Wearable robotic fingers are now a reality

You know how people joke about needing an extra set of hands to get everything done? Well, that’s not on the horizon quite yet, but researchers from the Massachusetts Institute of Technology (MIT) have just invented a pair of wearable robotic fingers.

Graduate student Faye Wu unveiled details of the device this week at the Robotics: Science and Systems conference in California. It’s a robotic extension to the human hand consisting of two extra fingers, one by the thumb, the other next to the little finger. It’s attached to the wrist and designed to move in sync with the user’s actual fingers, controlled by sensors attached to the top of the hand which should make it intuitive to use.

The robotic fingers are stronger and longer (and, unless you’re a Snooki-alike, more orange) than human fingers, meaning they can bear the load of heavier objects and allow people to perform actions with one hand that would normally take two, like opening a letter or a bottle. They can also grasp onto things and be used to carry items that are too hot or cold for human fingers to touch.

Problem 1 => In the article on wearable robotic fingers, at what event did Faye Wu present details of the device?
Problem 2 => Rewrite the part of the wearable robotic fingers article that opens with the words containing "You know how" and closes with "wearable robotic fingers.", swapping "researchers" for "engineers".
Problem 3 => Carry on the article about wearable robotic fingers from the point where it ends.

Source information =>

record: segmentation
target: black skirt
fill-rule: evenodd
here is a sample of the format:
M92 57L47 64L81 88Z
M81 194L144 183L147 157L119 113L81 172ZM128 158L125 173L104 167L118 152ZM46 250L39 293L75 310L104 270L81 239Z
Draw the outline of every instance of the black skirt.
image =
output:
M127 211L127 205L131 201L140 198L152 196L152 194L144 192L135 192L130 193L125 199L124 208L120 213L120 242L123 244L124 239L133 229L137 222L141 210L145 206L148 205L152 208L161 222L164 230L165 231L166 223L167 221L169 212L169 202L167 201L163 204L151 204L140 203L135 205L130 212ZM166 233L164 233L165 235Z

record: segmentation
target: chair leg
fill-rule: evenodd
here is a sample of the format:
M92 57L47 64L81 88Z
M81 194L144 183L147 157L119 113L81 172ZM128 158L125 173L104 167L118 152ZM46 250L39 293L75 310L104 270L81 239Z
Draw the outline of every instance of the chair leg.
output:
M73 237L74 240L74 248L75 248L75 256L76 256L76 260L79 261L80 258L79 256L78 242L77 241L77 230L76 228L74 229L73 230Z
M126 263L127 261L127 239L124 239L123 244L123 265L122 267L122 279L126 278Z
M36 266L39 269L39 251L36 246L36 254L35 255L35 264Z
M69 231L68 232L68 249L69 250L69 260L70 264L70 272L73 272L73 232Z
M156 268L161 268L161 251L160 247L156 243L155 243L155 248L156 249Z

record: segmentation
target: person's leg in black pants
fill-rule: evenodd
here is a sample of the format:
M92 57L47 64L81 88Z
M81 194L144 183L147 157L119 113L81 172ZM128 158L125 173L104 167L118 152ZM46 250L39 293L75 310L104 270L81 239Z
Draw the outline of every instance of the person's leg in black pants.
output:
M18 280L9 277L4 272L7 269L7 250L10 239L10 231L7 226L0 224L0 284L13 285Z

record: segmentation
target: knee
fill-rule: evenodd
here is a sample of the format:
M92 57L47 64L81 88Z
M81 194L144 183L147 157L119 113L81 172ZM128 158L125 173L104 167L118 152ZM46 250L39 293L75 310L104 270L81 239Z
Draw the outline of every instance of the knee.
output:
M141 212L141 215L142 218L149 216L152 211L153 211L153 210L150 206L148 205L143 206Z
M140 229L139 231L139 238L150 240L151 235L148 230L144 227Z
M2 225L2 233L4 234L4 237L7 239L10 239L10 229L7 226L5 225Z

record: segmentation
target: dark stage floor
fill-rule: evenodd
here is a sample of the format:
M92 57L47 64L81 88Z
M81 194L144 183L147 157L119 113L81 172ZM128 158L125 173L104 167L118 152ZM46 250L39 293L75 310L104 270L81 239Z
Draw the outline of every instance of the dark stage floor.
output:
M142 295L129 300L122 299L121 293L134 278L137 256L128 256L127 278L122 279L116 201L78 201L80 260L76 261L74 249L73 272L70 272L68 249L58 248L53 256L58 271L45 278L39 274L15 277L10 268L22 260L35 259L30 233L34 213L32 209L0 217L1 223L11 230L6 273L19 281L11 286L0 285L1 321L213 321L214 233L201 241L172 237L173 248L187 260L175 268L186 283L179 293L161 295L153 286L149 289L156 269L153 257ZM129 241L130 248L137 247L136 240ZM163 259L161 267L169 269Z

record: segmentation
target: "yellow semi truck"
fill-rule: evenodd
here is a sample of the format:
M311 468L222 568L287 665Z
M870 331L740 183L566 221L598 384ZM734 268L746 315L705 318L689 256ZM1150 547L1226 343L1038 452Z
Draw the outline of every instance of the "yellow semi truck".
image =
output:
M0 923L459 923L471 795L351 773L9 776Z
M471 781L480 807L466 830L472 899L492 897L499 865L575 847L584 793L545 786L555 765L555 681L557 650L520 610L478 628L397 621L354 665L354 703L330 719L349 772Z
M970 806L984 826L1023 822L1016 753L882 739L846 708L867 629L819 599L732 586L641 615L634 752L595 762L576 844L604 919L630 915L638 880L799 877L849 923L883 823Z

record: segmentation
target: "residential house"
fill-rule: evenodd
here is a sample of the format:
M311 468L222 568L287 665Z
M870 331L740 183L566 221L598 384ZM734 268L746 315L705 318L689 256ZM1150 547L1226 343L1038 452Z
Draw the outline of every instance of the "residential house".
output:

Task answer 1 => At the Robotics: Science and Systems conference in California.

Task answer 2 =>
You know how people joke about needing an extra set of hands to get everything done? Well, that’s not on the horizon quite yet, but engineers from the Massachusetts Institute of Technology (MIT) have just invented a pair of wearable robotic fingers.

Task answer 3 =>
It’s just a prototype at present, but, for now, the sensors are attached to a glove and it’s all too big and bulky to be practical. In future, however, it could have practical applications for elderly and disabled people, as well as people in the military and medical fields.

‘We’re still exploring the kind of tasks it could be used for,’ says Professor Harry Asada from MIT’s Department of Mechanical Engineering in a video, which shows the ‘fingers’ in action.

Future research will be focused on making the sensors’ capacity more sophisticated, so that the device can exert different forces depending on the weight and texture of objects. The engineers will also work to make it portable, perhaps even adapting it into an everyday wearable device that expands easily and is comfortable to wear, Professor Asada told the BBC.